Your goal ▸
Reproduce all of the data below, swapping every "keypoint" for "marker" and keeping everything else identical.
((
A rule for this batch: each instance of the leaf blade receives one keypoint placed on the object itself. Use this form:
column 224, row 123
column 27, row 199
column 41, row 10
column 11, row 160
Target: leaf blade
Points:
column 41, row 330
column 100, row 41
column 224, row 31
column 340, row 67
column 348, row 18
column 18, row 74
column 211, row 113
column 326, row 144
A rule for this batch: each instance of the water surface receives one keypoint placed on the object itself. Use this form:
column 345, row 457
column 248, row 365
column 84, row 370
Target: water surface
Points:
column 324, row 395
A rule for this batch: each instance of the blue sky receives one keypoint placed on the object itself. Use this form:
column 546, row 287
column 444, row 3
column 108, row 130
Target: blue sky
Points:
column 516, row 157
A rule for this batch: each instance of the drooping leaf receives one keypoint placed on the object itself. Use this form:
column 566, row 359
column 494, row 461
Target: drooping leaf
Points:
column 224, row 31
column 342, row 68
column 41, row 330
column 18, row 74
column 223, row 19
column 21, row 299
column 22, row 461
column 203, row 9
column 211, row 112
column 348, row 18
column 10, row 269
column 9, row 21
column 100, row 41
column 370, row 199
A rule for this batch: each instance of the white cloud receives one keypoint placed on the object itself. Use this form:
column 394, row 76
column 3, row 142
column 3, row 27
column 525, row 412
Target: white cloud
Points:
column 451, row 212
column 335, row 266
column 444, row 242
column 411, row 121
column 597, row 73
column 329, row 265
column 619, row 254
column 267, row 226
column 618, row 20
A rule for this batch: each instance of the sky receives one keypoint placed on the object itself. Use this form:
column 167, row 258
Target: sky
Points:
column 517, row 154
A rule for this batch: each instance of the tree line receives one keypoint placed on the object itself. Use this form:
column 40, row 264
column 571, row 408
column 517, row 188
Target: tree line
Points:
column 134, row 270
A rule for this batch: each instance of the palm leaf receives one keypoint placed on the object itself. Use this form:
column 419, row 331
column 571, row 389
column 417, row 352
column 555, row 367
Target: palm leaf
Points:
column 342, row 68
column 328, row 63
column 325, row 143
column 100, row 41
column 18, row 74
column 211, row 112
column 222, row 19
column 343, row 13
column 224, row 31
))
Task solution ▸
A rule for this batch: each instance of the leaf blade receives one marker placed on the object itself. Use this form:
column 224, row 123
column 27, row 199
column 41, row 10
column 11, row 160
Target: leaf blade
Points:
column 41, row 330
column 100, row 41
column 224, row 31
column 340, row 67
column 348, row 18
column 18, row 74
column 211, row 113
column 326, row 144
A rule for this batch: each instance of the water surface receives one marker placed on the object itself. Use this form:
column 345, row 457
column 248, row 365
column 84, row 370
Target: water surface
Points:
column 324, row 395
A rule for this batch: each instance of the blue sky receives one marker placed on the object itself. Use this form:
column 546, row 287
column 444, row 3
column 108, row 130
Target: blue sky
Points:
column 516, row 157
A rule for this batch: each instance of the drooping leaf receives one marker placed on the object itself. Use this form:
column 566, row 359
column 494, row 461
Target: drooping leaf
Points:
column 224, row 31
column 342, row 68
column 41, row 330
column 18, row 74
column 223, row 19
column 21, row 299
column 22, row 461
column 203, row 9
column 211, row 112
column 348, row 18
column 10, row 269
column 9, row 21
column 100, row 41
column 370, row 199
A rule for this batch: each instance of the white cloud receives one marker placed on the object itself. Use this form:
column 394, row 76
column 3, row 142
column 3, row 27
column 525, row 412
Target: white cloud
Points:
column 451, row 212
column 335, row 266
column 444, row 242
column 411, row 121
column 597, row 73
column 329, row 265
column 619, row 254
column 267, row 226
column 618, row 20
A rule for this batch: each instance of the sky receives one marker placed on the object itself. Use this form:
column 167, row 258
Target: sky
Points:
column 517, row 154
A rule for this batch: each instance of the tree line receives one marker placed on the object itself. Use this form:
column 40, row 264
column 571, row 408
column 517, row 188
Target: tree line
Points:
column 134, row 270
A rule for this batch: each instance of the palm leaf receives one marker placed on the object itself. Use this form:
column 419, row 331
column 571, row 389
column 417, row 352
column 555, row 367
Target: palm leaf
Points:
column 342, row 68
column 328, row 63
column 325, row 143
column 100, row 41
column 18, row 74
column 211, row 112
column 222, row 19
column 343, row 13
column 224, row 31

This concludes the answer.